Records:
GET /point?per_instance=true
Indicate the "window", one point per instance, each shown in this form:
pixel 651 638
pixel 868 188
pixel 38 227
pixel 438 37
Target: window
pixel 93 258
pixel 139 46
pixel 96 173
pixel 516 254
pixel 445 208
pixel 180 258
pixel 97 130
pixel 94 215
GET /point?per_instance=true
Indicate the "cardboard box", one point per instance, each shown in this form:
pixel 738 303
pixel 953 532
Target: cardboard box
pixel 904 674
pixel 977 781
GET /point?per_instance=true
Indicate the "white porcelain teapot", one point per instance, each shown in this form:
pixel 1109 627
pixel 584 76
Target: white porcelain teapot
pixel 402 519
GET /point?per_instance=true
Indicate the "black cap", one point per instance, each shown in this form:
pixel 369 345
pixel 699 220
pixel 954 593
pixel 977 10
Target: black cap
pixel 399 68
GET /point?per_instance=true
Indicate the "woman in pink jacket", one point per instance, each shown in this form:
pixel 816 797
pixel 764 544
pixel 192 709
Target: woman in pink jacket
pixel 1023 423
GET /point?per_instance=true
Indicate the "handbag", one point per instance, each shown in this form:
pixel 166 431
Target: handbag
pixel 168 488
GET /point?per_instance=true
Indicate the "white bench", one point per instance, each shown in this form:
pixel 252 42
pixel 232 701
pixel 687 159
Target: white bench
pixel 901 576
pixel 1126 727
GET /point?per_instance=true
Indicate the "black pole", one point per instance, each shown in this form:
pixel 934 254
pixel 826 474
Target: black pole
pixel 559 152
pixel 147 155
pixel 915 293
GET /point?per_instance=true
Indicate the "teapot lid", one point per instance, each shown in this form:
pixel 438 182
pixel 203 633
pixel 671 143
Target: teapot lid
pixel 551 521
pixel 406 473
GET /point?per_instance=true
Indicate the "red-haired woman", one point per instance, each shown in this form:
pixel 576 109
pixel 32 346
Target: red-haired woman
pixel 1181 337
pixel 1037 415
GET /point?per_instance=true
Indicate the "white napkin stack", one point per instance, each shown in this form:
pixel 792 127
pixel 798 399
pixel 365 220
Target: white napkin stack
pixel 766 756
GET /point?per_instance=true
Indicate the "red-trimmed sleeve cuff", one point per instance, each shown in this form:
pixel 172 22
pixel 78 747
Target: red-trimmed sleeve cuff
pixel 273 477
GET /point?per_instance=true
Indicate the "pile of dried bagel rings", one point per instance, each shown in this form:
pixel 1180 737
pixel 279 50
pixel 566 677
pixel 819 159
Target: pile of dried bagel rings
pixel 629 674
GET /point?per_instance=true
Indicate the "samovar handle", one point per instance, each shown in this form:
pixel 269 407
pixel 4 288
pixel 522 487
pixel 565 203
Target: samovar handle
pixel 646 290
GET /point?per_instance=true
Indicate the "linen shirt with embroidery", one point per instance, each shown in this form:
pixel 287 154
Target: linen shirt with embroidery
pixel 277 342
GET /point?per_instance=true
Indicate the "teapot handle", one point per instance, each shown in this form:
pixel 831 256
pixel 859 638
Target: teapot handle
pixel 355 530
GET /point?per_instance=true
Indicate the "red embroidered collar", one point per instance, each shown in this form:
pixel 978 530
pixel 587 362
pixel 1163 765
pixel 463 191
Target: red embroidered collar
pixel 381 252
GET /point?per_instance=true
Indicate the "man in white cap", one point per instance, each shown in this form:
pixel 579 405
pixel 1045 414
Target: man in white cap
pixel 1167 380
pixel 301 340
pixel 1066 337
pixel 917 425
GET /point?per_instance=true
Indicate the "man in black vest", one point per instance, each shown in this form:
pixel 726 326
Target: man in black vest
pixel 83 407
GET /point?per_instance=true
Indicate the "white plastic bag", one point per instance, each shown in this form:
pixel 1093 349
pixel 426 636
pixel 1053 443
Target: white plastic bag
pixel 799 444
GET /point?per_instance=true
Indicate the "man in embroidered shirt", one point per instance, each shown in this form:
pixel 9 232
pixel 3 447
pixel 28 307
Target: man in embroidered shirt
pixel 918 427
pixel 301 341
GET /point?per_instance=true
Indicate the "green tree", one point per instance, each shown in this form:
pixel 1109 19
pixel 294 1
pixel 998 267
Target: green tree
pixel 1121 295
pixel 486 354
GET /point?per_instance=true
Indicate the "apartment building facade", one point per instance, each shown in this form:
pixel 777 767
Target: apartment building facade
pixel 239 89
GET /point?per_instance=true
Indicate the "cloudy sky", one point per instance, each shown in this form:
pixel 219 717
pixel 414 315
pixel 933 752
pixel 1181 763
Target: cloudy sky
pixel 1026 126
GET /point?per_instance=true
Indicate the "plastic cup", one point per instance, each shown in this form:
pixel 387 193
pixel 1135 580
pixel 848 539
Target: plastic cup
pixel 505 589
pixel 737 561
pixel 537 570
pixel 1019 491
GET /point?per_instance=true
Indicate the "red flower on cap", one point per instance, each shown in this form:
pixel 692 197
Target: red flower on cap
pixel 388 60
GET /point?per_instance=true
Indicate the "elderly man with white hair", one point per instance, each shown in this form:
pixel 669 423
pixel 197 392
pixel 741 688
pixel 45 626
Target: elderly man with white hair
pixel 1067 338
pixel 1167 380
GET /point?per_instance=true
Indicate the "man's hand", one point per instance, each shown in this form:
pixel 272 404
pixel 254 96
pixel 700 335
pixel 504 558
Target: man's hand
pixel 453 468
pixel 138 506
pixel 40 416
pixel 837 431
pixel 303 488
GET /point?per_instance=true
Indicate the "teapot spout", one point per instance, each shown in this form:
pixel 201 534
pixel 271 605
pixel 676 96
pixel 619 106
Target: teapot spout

What you are asked to do:
Make an exact copy of all the data.

Solution for this task:
GET /point?per_instance=true
Indicate the "window", one point per instance, each shown in this form:
pixel 651 638
pixel 868 188
pixel 38 227
pixel 438 37
Target: window
pixel 93 258
pixel 139 46
pixel 96 173
pixel 516 254
pixel 445 208
pixel 180 258
pixel 97 130
pixel 94 215
GET /point?per_instance=true
Indicate the "cardboard box", one point per instance, each shown in this form:
pixel 738 303
pixel 953 532
Target: cardboard box
pixel 904 674
pixel 977 781
GET /point?per_instance=true
Indicate the "white porcelain teapot", one point per instance, each shown in this form:
pixel 1109 627
pixel 584 76
Target: white porcelain teapot
pixel 402 519
GET /point?per_instance=true
Indicate the "black cap", one point per instance, each shown in this form:
pixel 369 345
pixel 699 220
pixel 954 593
pixel 977 10
Target: black cap
pixel 399 68
GET /point?per_instance=true
Indicate the "woman in pink jacket", one point per instance, each shown in this form:
pixel 816 797
pixel 764 544
pixel 192 709
Target: woman in pink jacket
pixel 1023 423
GET /point?per_instance=true
Indicate the "handbag", one point per instance, each shown in this form:
pixel 166 431
Target: handbag
pixel 168 488
GET /point?per_instance=true
Indicate the "white bench", one point per instance, each shown in this form:
pixel 252 42
pixel 232 701
pixel 687 159
Target: white bench
pixel 901 576
pixel 1126 727
GET /point?per_instance=true
Indicate the "black pole", one point per instance, each shown in this form:
pixel 934 254
pixel 826 474
Target: black pole
pixel 559 152
pixel 147 155
pixel 915 293
GET /point?per_instance=true
Indicate the "teapot lid", one point per instance, each shown in this form:
pixel 438 182
pixel 203 633
pixel 671 143
Target: teapot lid
pixel 551 521
pixel 406 473
GET /point?per_instance=true
Indicate the "red-haired woman", one point per instance, each shown in this form:
pixel 576 109
pixel 32 346
Target: red-haired woman
pixel 1181 337
pixel 1037 415
GET /point?per_instance=true
Indicate the "white napkin stack", one point per instance, each shown in this form:
pixel 792 127
pixel 798 399
pixel 365 220
Target: white napkin stack
pixel 766 756
GET /point?per_instance=true
Indicate the "red-trimmed sleeve cuff", one point per instance, each shown in this form:
pixel 172 22
pixel 78 747
Target: red-trimmed sleeve cuff
pixel 273 477
GET /point?per_instance=true
Indicate the "pile of dried bagel rings", one point per instance, each shown in this form:
pixel 1180 737
pixel 279 50
pixel 566 677
pixel 819 159
Target: pile of dried bagel rings
pixel 629 674
GET /point?per_instance=true
Indicate the "samovar handle", one point per instance, each shown in this form:
pixel 269 407
pixel 4 288
pixel 522 487
pixel 565 203
Target: samovar handle
pixel 646 290
GET /point?per_instance=true
Indicate the "linen shirt with embroidery", one point per instance, each shown in this form:
pixel 287 154
Target: linen shirt with embroidery
pixel 277 342
GET /point?per_instance=true
Indicate the "teapot handle", one point per instance, each shown in this form:
pixel 831 256
pixel 859 638
Target: teapot handle
pixel 355 530
GET /point?per_instance=true
Indicate the "red embroidered collar", one point per instance, each shown in this form:
pixel 978 530
pixel 587 362
pixel 1163 765
pixel 463 191
Target: red embroidered collar
pixel 381 252
GET /point?per_instance=true
Indicate the "man in white cap", one point per instance, each shown in this form:
pixel 579 405
pixel 1045 414
Target: man in white cap
pixel 1167 380
pixel 301 340
pixel 1066 337
pixel 917 425
GET /point?per_instance=true
Indicate the "man in black vest", one point per instance, each shown in this form:
pixel 726 326
Target: man in black vest
pixel 83 407
GET /point?per_instance=true
Indicate the "white plastic bag", one point per instance, each shown in this form:
pixel 1093 349
pixel 426 636
pixel 1053 443
Target: white plastic bag
pixel 799 444
GET /point?per_instance=true
Indicate the "man in embroidered shirt", one point per instance, each shown in this form:
pixel 9 232
pixel 3 447
pixel 28 307
Target: man in embroidered shirt
pixel 918 427
pixel 301 341
GET /point?per_instance=true
Indicate the "green tree", one point per instance, each shown in this form:
pixel 1109 19
pixel 294 1
pixel 998 267
Target: green tree
pixel 1121 295
pixel 486 354
GET /point?per_instance=true
Indicate the "apartment building facade", one point per instance, each shown in this form:
pixel 777 767
Target: apartment building facade
pixel 239 89
GET /point?per_instance=true
Indicate the "cloudy sky", one point per instance, each shown in this form:
pixel 219 717
pixel 414 315
pixel 933 752
pixel 1181 763
Target: cloudy sky
pixel 1026 126
GET /point?per_instance=true
Indicate the "plastic cup", one point per instance, each shown in this form:
pixel 387 193
pixel 1135 580
pixel 848 539
Target: plastic cup
pixel 505 589
pixel 737 561
pixel 537 570
pixel 1019 491
GET /point?per_instance=true
Indicate the "red flower on cap", one point per instance, each shown in this form:
pixel 692 197
Target: red flower on cap
pixel 388 60
GET /point?per_instance=true
Indicate the "elderly man with white hair", one point per instance, each shown in this form:
pixel 669 423
pixel 197 392
pixel 741 688
pixel 45 626
Target: elderly man with white hair
pixel 1067 338
pixel 1167 380
GET /point?per_instance=true
Indicate the "man's hand", one point per instance, each shown in this form:
pixel 272 404
pixel 254 96
pixel 700 335
pixel 504 558
Target: man's hand
pixel 453 468
pixel 138 506
pixel 40 416
pixel 837 431
pixel 303 488
GET /point?per_instance=true
Indicate the "teapot spout", one point per instance, each shown in this form:
pixel 201 534
pixel 271 605
pixel 676 96
pixel 619 106
Target: teapot spout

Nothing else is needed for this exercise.